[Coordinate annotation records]
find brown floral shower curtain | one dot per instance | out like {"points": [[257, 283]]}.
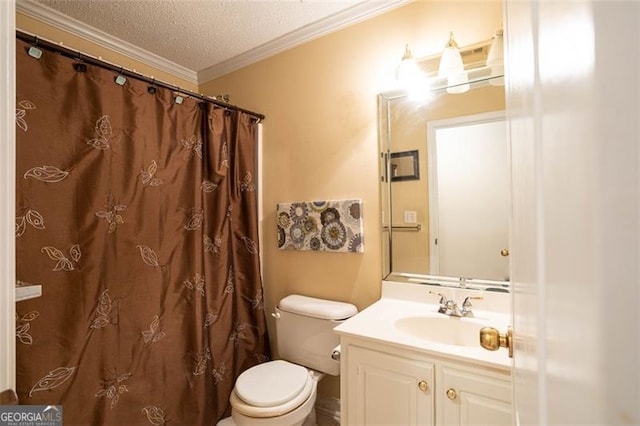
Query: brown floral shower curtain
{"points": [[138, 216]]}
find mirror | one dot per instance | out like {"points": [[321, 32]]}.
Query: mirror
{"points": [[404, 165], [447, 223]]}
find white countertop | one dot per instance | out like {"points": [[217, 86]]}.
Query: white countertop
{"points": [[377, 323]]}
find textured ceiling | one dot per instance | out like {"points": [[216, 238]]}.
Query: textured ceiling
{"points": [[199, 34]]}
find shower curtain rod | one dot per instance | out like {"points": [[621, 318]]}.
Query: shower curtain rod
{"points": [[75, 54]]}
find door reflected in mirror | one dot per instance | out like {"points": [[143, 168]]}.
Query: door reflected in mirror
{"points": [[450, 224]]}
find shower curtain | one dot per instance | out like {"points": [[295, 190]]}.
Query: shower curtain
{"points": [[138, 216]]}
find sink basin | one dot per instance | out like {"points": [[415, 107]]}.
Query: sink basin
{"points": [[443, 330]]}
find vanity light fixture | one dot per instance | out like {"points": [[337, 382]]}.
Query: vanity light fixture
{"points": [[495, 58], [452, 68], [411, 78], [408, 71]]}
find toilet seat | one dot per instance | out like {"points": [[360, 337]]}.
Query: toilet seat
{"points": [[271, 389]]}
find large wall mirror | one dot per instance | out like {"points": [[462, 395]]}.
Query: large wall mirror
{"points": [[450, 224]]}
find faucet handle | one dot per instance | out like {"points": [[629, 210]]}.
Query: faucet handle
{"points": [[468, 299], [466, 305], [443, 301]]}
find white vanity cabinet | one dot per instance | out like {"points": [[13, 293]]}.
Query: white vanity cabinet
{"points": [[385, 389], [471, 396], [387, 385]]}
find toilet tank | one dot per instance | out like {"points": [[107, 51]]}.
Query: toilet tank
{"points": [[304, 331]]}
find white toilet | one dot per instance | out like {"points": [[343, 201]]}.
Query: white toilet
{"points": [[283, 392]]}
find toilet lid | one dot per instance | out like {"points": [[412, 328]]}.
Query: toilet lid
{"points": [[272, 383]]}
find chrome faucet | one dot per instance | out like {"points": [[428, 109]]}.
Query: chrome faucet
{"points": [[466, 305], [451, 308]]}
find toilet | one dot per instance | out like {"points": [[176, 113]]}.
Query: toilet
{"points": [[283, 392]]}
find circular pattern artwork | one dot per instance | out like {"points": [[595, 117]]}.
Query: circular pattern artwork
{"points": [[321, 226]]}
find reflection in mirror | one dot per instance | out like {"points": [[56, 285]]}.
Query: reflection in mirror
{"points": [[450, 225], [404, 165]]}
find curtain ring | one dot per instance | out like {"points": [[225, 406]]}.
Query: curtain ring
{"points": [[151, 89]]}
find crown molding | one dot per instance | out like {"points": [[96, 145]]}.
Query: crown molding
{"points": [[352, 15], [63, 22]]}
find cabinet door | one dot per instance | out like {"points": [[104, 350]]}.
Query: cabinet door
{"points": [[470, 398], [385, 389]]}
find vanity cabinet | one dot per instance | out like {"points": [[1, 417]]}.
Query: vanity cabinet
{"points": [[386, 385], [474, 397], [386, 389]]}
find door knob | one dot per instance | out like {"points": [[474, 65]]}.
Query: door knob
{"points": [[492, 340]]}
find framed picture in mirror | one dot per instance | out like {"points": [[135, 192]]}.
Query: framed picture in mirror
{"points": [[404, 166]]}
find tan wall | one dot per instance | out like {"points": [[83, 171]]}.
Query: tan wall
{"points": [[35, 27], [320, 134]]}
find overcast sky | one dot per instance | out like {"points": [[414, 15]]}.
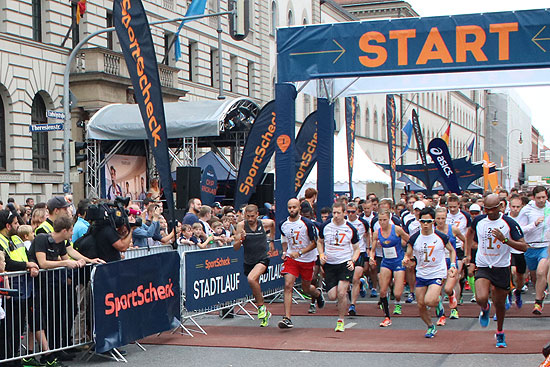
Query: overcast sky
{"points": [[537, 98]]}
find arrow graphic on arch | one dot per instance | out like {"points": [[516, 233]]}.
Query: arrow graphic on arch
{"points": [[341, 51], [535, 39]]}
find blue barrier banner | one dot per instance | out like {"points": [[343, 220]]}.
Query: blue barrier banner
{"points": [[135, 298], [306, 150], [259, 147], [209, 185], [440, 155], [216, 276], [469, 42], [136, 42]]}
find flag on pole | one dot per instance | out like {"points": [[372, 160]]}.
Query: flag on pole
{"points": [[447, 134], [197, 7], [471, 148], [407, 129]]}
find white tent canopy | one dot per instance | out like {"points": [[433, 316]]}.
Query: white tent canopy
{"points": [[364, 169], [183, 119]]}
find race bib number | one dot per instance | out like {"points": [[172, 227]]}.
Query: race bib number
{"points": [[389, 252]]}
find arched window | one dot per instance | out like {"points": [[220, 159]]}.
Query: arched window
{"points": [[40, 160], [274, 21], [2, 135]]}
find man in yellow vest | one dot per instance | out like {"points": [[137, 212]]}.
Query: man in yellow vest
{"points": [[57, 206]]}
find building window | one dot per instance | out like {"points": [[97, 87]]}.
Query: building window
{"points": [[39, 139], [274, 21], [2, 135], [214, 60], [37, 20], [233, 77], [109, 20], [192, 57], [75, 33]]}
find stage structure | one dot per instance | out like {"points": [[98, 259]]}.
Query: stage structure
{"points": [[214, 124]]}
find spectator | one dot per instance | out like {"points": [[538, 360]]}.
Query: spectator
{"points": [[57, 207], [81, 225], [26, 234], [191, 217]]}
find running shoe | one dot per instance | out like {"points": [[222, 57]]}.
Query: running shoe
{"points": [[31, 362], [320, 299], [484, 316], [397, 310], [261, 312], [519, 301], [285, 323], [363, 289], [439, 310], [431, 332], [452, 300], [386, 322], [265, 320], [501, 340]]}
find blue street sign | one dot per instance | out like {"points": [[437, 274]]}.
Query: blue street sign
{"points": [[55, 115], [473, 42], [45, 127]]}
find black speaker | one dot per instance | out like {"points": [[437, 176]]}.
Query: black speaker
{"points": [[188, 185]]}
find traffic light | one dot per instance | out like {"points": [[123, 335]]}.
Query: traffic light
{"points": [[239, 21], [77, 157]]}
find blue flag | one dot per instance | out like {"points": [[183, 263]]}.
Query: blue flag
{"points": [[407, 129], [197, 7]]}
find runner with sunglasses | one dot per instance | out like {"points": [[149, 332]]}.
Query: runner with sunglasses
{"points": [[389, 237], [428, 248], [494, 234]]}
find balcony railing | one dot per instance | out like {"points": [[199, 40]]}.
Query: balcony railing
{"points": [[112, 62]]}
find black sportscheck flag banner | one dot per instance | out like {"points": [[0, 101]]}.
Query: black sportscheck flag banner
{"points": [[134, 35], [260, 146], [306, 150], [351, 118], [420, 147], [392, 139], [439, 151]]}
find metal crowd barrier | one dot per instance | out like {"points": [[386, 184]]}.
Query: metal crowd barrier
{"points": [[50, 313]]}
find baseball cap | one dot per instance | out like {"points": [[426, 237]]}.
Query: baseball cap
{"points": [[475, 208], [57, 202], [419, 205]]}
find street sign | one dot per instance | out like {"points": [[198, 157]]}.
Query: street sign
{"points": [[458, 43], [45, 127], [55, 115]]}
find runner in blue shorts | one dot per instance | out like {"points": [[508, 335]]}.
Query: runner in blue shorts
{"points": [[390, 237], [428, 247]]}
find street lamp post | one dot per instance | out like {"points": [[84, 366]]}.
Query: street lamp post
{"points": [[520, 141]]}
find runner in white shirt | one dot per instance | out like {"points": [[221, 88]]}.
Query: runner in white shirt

What you need to do
Copy all the entries word for word. Omit any pictures.

Task solution
find brown floral shower curtain | one dot per instance | out like {"points": [[257, 283]]}.
Query: brown floral shower curtain
{"points": [[138, 216]]}
find mirror | one dot per instance | out like {"points": [[321, 32]]}.
Query: mirror
{"points": [[404, 165], [447, 223]]}
find white countertop | one dot per instance | out like {"points": [[217, 86]]}.
Query: white countertop
{"points": [[377, 323]]}
find textured ceiling | one dot per instance | out like {"points": [[216, 238]]}.
Query: textured ceiling
{"points": [[199, 34]]}
find shower curtain rod | one dot per instance | out like {"points": [[621, 318]]}.
Query: shower curtain rod
{"points": [[75, 54]]}
find door reflected in mirror | one dot per instance | out like {"points": [[143, 168]]}.
Query: door reflected in mirror
{"points": [[450, 224]]}
find shower curtain | one dot per instance | out like {"points": [[295, 190]]}.
Query: shower curtain
{"points": [[138, 216]]}
find sink basin | one dot per instance | out like {"points": [[415, 107]]}.
Query: sink basin
{"points": [[443, 330]]}
find vanity light fixture | one dot per instance | out like {"points": [[337, 382]]}.
Query: vanity light fixture
{"points": [[495, 58], [452, 68], [411, 78], [408, 71]]}
find toilet seat | one dot per instance | out like {"points": [[360, 337]]}.
Query: toilet seat
{"points": [[271, 389]]}
find large wall mirror | one dot per instance | out like {"points": [[462, 395]]}.
Query: large wall mirror
{"points": [[450, 224]]}
find faucet handle | one dot per instance | out like {"points": [[629, 210]]}.
Query: faucet handle
{"points": [[468, 299], [466, 305], [443, 301]]}
find white vanity cabinet | one dot per instance | out like {"points": [[13, 293]]}.
Query: white vanity cabinet
{"points": [[385, 389], [471, 396], [387, 385]]}
find toilet tank | one dot per instance | out like {"points": [[107, 51]]}.
Query: toilet tank
{"points": [[304, 331]]}
find white toilet | one dot per instance | out like {"points": [[343, 201]]}.
Query: white toilet
{"points": [[283, 392]]}
find toilet lid | one dot per instance | out like {"points": [[412, 328]]}.
Query: toilet lid
{"points": [[272, 383]]}
find chrome faucet | one dot per instance | out like {"points": [[428, 109]]}.
Query: chrome faucet
{"points": [[466, 305], [451, 308]]}
find toilet | one dot per instance | out like {"points": [[176, 113]]}.
Query: toilet
{"points": [[283, 392]]}
find circular pattern artwork | one dot per instance | out like {"points": [[595, 117]]}.
Query: circular pattern artwork
{"points": [[321, 226]]}
find reflection in mirror | one dot per instance | out like {"points": [[56, 285]]}.
Query: reflection in mirror
{"points": [[450, 225], [404, 165]]}
find curtain ring | one dot per instance | out like {"points": [[225, 406]]}.
Query: curtain ring
{"points": [[151, 89]]}
find crown molding | one dot per instance | out like {"points": [[96, 145]]}.
Query: crown molding
{"points": [[352, 15], [63, 22]]}
find cabinet door | one dot per instance | out like {"points": [[104, 350]]}.
Query: cabinet door
{"points": [[470, 398], [385, 389]]}
find vanity cabinet | one dot per instance | out like {"points": [[1, 417]]}.
Query: vanity cabinet
{"points": [[386, 385], [474, 397], [386, 389]]}
find door knob | one dot per instance | out like {"points": [[474, 65]]}.
Query: door knob
{"points": [[492, 340]]}
find framed picture in mirror | one dot per instance | out like {"points": [[135, 192]]}.
Query: framed picture in mirror
{"points": [[404, 166]]}
find tan wall | one dot per instance | out like {"points": [[83, 171]]}.
Query: tan wall
{"points": [[35, 27], [320, 134]]}
find overcast sky | one dot per instance | out like {"points": [[414, 15]]}.
Query: overcast sky
{"points": [[537, 98]]}
find arrow graphic on arch | one dot per instance | out like {"points": [[516, 233]]}.
Query: arrow graphic on arch
{"points": [[341, 51], [535, 39]]}
find blue barrier banner | one dot per instance | out like {"points": [[343, 220]]}.
Query: blue barrier banner
{"points": [[135, 298], [306, 150], [259, 147], [209, 185], [440, 155], [216, 276], [469, 42], [136, 42]]}
find flag on pole | one dot per instance | out like {"points": [[372, 160]]}.
Query: flag on pole
{"points": [[447, 134], [197, 7], [471, 148], [407, 129]]}
find white tent canopy | one dot per instance | out like {"points": [[433, 316]]}.
Query: white tent canopy
{"points": [[364, 169], [183, 119]]}
find race bib number | one dot per instance | out like {"points": [[172, 227]]}.
Query: race bib number
{"points": [[389, 252]]}
find arched window | one dot per instance | out like {"points": [[220, 159]]}.
Query: arched window
{"points": [[40, 160], [274, 21], [2, 135]]}
find man in yellow vest | one dot per instance | out like {"points": [[137, 212]]}.
Query: man in yellow vest
{"points": [[57, 206]]}
find building window | one dot per instance | out like {"points": [[97, 87]]}.
Query: building window
{"points": [[39, 139], [274, 21], [2, 135], [214, 60], [37, 20], [233, 77], [109, 20], [192, 57], [75, 33]]}
find stage structure | one dot per instance | out like {"points": [[98, 259]]}.
Query: stage structure
{"points": [[214, 124]]}
find spectator | one dot per instance | out like {"points": [[538, 360]]}.
Query: spectator
{"points": [[57, 207], [81, 225], [26, 234], [191, 217]]}
find running shoe | one dot per instance | out like {"points": [[222, 57]]}.
Query: running shoe
{"points": [[31, 362], [320, 299], [484, 316], [397, 310], [261, 312], [519, 301], [285, 323], [363, 289], [439, 310], [431, 332], [452, 300], [386, 322], [265, 320], [501, 340]]}
find blue street sign | one dot per instance | out like {"points": [[437, 274]]}.
Query: blue street sign
{"points": [[55, 115], [473, 42], [45, 127]]}
find black speaker | one dot per instance | out like {"points": [[437, 176]]}.
Query: black speaker
{"points": [[188, 185]]}
find traffic light | one dot per instance | out like {"points": [[123, 335]]}.
Query: traffic light
{"points": [[239, 21], [77, 157]]}
find blue flag | one dot per instance | out like {"points": [[183, 263]]}.
Query: blue flag
{"points": [[407, 129], [197, 7]]}
find runner with sunglasses | one dot per instance | out like {"points": [[149, 332]]}.
Query: runner with sunglasses
{"points": [[389, 237], [428, 248], [494, 234]]}
find balcony railing | one dot per instance | out like {"points": [[199, 40]]}.
Query: balcony railing
{"points": [[112, 62]]}
find black sportscheck flag banner | one dot per instance | out like {"points": [[0, 101]]}.
Query: black sportscheck flag banner
{"points": [[134, 35], [260, 146], [306, 150], [351, 118], [420, 147], [392, 139], [439, 151]]}
find metal crowd barrier | one dot per instance | out like {"points": [[386, 184]]}.
Query: metal crowd barrier
{"points": [[50, 313]]}
find baseball cap | one dot per instance | out like {"points": [[426, 237]]}.
Query: baseball cap
{"points": [[475, 208], [57, 202], [419, 205]]}
find street sign | one dot per instance | out like {"points": [[198, 157]]}.
Query: street sign
{"points": [[458, 43], [45, 127], [55, 115]]}
find runner in blue shorts | one dot per instance | out like {"points": [[508, 335]]}.
Query: runner in blue shorts
{"points": [[390, 237], [428, 247]]}
find street lamp post | one dot per instance | out like {"points": [[84, 366]]}.
Query: street lamp post
{"points": [[520, 141]]}
find runner in white shirt | one dot per instance | out like {"points": [[221, 88]]}.
Query: runner in white shirt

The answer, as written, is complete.